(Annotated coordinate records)
------------------------
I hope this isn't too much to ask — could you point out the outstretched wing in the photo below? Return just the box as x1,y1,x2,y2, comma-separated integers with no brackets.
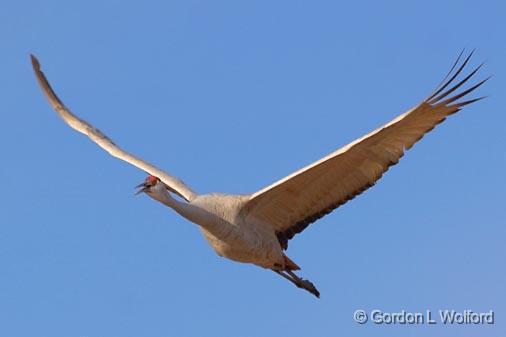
243,52,488,249
31,55,196,201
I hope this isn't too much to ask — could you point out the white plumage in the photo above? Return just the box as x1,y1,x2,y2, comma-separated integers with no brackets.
32,52,488,297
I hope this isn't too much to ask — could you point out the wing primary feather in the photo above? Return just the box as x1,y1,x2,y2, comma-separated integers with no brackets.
429,63,484,104
450,96,488,108
30,55,197,201
429,49,474,100
438,76,491,105
427,48,466,101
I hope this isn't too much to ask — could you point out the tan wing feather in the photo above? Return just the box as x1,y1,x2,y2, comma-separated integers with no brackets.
31,55,196,201
243,53,488,249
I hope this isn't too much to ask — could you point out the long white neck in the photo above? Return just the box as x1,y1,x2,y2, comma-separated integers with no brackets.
148,183,203,224
148,184,222,232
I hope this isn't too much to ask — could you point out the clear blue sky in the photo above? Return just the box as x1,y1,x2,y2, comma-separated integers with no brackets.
0,0,506,337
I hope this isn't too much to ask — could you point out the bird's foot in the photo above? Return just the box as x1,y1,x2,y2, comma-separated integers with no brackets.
297,279,320,298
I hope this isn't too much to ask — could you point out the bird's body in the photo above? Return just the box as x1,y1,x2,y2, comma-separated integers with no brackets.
152,185,285,270
32,53,486,296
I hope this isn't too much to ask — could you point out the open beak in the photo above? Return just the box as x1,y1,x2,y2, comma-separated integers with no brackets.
135,182,150,195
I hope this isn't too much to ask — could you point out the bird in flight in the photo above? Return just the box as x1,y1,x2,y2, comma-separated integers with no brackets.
31,52,488,297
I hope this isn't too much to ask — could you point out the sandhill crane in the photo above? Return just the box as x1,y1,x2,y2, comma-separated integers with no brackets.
31,52,488,297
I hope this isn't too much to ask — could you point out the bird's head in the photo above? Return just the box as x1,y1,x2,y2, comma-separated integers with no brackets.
135,176,163,195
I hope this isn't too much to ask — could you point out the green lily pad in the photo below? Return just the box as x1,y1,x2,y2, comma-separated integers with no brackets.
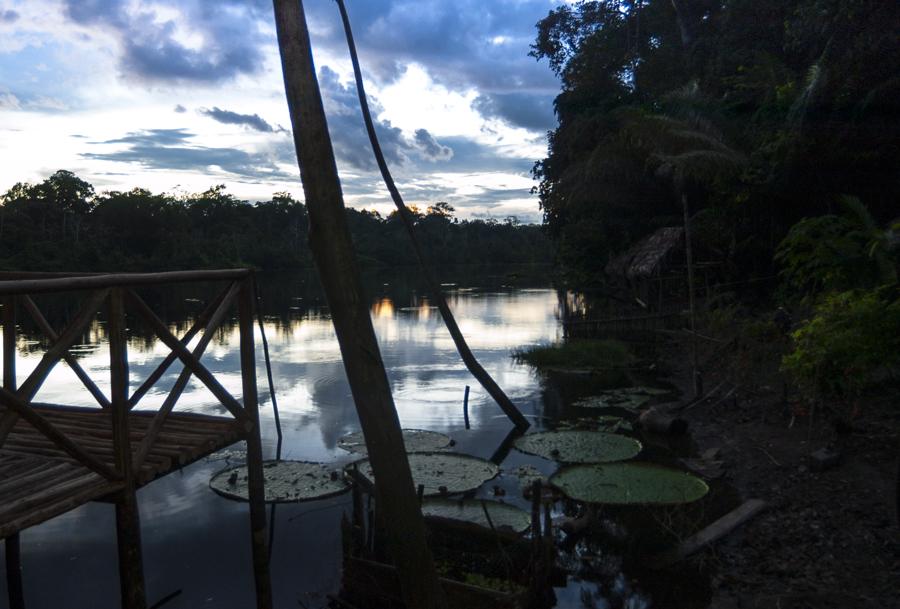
209,461,350,503
550,463,709,505
338,429,453,455
515,430,641,463
355,452,500,496
595,415,634,433
512,465,547,489
422,498,531,533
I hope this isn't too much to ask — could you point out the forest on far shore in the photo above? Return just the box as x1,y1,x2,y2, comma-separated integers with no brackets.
0,170,553,271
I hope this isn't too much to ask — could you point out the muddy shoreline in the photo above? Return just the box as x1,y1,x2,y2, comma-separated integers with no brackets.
659,337,900,609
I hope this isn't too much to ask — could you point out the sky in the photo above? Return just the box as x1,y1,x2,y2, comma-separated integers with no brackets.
0,0,560,222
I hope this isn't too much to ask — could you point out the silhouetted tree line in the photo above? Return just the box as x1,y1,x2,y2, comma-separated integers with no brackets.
0,170,552,271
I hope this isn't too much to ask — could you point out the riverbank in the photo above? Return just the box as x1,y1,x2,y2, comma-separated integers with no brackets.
660,320,900,609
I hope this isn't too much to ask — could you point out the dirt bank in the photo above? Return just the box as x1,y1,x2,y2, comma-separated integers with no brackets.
663,336,900,609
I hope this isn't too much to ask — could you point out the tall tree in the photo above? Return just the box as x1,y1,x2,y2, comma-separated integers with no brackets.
274,0,447,609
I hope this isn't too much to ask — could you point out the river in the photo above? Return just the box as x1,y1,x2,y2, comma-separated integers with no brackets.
0,271,561,609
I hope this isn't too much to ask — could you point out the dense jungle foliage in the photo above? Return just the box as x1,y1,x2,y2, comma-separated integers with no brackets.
532,0,900,403
0,171,552,271
532,0,900,281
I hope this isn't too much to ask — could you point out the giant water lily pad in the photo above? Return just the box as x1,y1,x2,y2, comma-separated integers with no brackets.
550,463,709,505
422,497,531,533
515,430,641,463
354,452,500,496
338,429,452,455
209,461,350,503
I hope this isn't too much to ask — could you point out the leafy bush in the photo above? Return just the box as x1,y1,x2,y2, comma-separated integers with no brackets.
782,284,900,399
775,197,897,297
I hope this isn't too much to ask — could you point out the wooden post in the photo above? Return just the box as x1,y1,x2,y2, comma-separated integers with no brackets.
274,0,447,609
107,288,147,609
3,296,25,609
463,385,469,429
337,0,531,431
238,279,272,609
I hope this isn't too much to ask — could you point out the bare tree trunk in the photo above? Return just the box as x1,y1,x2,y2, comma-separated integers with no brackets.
274,0,447,609
337,0,530,431
671,0,694,50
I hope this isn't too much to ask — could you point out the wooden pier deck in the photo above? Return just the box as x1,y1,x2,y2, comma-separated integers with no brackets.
0,269,272,609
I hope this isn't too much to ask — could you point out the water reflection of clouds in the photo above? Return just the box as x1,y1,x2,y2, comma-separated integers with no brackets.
0,286,558,608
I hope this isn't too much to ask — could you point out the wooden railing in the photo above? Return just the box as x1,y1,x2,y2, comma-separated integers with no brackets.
0,269,271,607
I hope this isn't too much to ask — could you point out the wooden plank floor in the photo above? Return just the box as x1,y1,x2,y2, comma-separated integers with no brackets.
0,404,244,538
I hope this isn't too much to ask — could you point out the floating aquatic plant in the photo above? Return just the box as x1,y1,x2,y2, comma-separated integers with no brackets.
515,430,641,463
338,429,453,455
512,465,547,489
550,463,709,505
573,387,670,411
353,452,500,496
209,461,350,503
422,497,531,533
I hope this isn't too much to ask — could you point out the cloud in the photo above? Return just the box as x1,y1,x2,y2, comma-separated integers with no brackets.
472,92,556,131
64,0,270,82
308,0,559,94
319,66,410,171
199,106,275,133
0,91,22,110
415,129,453,161
80,129,297,180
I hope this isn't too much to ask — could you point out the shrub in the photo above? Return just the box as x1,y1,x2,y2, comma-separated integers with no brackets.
782,284,900,400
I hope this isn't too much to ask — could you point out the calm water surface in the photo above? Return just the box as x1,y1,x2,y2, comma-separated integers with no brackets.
0,274,561,609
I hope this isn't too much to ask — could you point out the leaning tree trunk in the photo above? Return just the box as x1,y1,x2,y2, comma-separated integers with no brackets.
274,0,446,609
337,0,531,432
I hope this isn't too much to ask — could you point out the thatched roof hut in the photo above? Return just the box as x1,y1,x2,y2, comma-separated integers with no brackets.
606,226,684,279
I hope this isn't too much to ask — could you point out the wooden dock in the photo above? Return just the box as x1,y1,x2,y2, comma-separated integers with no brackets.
0,405,244,537
0,269,272,609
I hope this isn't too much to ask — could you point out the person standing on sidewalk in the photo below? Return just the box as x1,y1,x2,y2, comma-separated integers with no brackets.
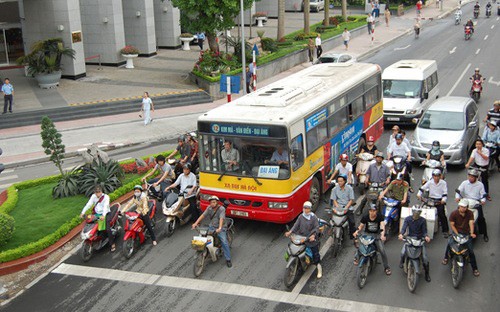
342,27,351,51
2,78,14,114
366,13,375,36
141,92,155,126
315,34,323,58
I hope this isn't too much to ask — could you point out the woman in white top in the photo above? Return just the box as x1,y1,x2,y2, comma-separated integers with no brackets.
141,92,155,126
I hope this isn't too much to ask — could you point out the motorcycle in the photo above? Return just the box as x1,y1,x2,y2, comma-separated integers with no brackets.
356,234,378,289
449,233,469,288
382,197,401,237
162,185,199,237
191,218,234,277
403,236,425,293
470,79,483,102
422,159,444,185
122,200,156,259
80,204,122,262
284,219,328,288
356,153,374,195
464,26,472,40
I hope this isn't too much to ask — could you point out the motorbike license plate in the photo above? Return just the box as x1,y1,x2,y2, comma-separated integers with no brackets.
231,210,248,217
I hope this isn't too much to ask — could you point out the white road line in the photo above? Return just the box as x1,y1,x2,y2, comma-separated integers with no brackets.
52,263,417,312
0,174,19,181
446,63,471,96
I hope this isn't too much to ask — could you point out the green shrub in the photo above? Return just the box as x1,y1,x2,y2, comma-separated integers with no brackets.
0,213,15,247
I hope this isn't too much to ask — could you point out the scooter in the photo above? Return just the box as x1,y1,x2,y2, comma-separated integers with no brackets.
122,200,156,259
356,153,374,195
162,185,199,237
284,219,328,288
80,204,122,262
191,218,234,277
470,78,483,103
382,197,401,238
449,233,469,288
356,234,378,289
403,236,425,293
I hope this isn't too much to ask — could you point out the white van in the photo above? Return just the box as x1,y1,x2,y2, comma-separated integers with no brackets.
382,60,439,124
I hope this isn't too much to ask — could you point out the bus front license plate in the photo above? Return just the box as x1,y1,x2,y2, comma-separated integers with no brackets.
231,210,248,217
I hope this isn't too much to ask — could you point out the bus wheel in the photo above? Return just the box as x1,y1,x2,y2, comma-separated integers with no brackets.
309,177,321,212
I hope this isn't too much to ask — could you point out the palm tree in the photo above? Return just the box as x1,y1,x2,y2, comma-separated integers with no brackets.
276,0,285,40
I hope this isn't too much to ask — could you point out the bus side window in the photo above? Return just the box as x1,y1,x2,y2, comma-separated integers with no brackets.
291,134,304,171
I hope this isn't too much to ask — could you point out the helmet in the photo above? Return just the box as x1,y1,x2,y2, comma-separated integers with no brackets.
208,195,219,201
411,205,422,215
467,168,479,178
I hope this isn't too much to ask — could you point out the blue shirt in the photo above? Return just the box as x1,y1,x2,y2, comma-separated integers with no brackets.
2,83,14,95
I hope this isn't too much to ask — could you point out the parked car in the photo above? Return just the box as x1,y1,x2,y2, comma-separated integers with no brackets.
410,96,479,165
314,52,356,64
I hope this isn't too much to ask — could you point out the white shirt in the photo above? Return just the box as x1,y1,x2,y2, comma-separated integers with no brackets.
81,194,110,216
471,147,490,167
174,172,196,198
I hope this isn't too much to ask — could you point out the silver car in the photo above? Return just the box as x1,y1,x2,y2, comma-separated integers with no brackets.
410,96,479,165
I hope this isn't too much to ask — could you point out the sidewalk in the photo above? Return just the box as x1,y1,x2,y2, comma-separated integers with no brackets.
0,1,464,168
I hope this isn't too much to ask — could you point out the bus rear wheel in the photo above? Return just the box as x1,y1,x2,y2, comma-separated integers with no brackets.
309,177,321,212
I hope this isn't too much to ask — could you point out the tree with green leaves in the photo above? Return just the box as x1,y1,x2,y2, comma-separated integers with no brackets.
40,116,65,176
172,0,254,52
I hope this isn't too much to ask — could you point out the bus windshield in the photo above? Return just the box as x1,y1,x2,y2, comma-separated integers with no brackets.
200,134,290,179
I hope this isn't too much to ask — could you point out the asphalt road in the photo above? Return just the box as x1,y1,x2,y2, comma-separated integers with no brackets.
2,6,500,312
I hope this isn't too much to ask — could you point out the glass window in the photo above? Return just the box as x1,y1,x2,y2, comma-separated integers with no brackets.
291,134,304,171
200,134,292,179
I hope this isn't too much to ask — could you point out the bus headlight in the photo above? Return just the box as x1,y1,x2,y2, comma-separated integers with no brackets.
268,202,288,209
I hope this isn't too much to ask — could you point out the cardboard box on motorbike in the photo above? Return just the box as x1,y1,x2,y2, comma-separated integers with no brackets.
399,207,437,239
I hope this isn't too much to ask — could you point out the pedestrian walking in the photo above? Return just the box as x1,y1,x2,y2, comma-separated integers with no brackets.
307,38,314,63
342,27,351,51
2,78,14,114
315,34,323,58
384,8,391,27
139,92,155,126
366,13,375,36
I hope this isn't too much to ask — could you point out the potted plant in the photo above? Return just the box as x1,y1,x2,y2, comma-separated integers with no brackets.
180,33,194,51
253,12,267,27
17,38,75,89
120,45,139,69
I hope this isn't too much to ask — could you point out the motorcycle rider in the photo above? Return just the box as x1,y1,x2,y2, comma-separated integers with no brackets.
330,174,356,239
192,195,233,268
142,154,175,200
285,201,323,278
417,169,449,238
455,169,489,242
353,204,391,275
481,120,500,171
327,154,354,185
80,185,116,252
120,185,157,246
441,199,479,277
399,206,431,282
465,139,491,201
165,164,200,220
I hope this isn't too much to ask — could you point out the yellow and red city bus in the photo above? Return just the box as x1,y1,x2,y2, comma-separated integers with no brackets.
198,63,383,223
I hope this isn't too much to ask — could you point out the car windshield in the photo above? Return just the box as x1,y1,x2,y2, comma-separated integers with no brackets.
383,80,422,98
199,134,290,179
418,110,465,131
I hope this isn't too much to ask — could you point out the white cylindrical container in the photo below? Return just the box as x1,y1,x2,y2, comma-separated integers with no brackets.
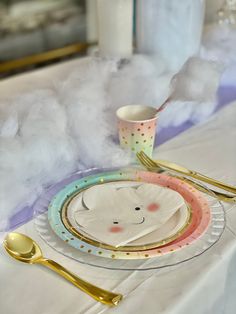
86,0,98,43
136,0,205,70
97,0,133,58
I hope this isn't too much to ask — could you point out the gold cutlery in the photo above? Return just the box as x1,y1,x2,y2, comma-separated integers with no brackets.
3,232,122,306
137,152,236,203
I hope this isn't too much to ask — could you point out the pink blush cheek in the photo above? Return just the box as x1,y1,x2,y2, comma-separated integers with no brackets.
147,203,160,213
109,226,123,233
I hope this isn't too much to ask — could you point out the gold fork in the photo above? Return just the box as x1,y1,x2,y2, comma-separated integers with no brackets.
137,152,236,203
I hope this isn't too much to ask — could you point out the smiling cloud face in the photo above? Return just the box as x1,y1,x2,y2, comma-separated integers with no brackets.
75,183,184,247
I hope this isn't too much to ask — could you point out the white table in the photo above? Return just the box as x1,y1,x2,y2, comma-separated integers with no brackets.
0,60,236,314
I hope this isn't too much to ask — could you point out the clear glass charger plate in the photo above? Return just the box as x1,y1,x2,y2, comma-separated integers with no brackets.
34,168,225,271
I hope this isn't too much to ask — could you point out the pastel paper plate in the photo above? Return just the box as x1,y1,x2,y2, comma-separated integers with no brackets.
48,169,211,259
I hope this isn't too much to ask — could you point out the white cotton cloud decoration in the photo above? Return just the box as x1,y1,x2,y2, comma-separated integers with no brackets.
74,183,184,247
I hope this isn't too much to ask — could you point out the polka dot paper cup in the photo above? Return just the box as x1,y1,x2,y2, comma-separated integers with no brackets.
116,105,158,157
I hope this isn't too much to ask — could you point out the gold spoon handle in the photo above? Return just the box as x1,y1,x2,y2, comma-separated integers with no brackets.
154,160,236,193
37,258,122,306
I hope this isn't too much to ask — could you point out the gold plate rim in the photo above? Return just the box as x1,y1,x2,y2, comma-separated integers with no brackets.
61,180,192,252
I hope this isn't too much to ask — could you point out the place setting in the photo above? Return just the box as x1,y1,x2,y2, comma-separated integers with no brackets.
0,0,236,314
4,102,230,306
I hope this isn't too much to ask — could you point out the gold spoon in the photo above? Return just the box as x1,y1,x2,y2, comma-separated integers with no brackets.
3,232,122,306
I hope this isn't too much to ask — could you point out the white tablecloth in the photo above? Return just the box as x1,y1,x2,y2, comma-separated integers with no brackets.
0,92,236,314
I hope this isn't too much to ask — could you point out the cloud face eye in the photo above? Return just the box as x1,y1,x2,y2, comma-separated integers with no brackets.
147,203,160,213
109,226,123,233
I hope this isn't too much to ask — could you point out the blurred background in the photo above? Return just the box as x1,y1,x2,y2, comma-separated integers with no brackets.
0,0,88,76
0,0,232,78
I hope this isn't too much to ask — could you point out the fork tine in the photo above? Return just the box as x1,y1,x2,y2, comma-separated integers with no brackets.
137,153,158,169
140,151,157,167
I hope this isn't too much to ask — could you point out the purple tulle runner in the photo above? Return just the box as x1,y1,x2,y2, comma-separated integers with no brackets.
8,86,236,230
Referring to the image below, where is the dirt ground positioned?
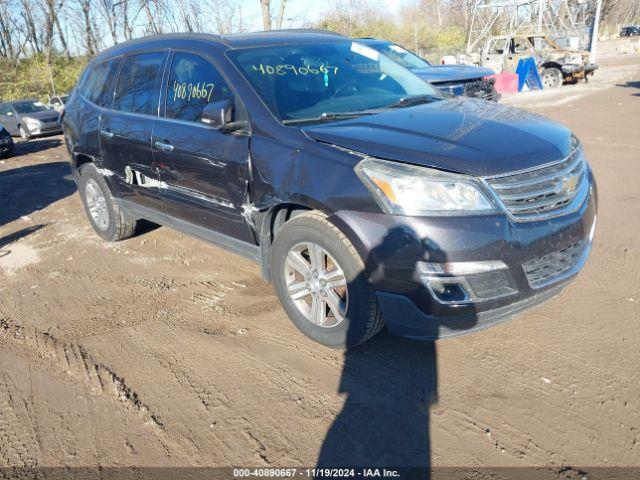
------------------------
§ AIM
Count the lines in the listing above that contain the string "plant", treating uppercase and lowercase as different. Reply with the number alone.

§ WRITTEN SOLUTION
2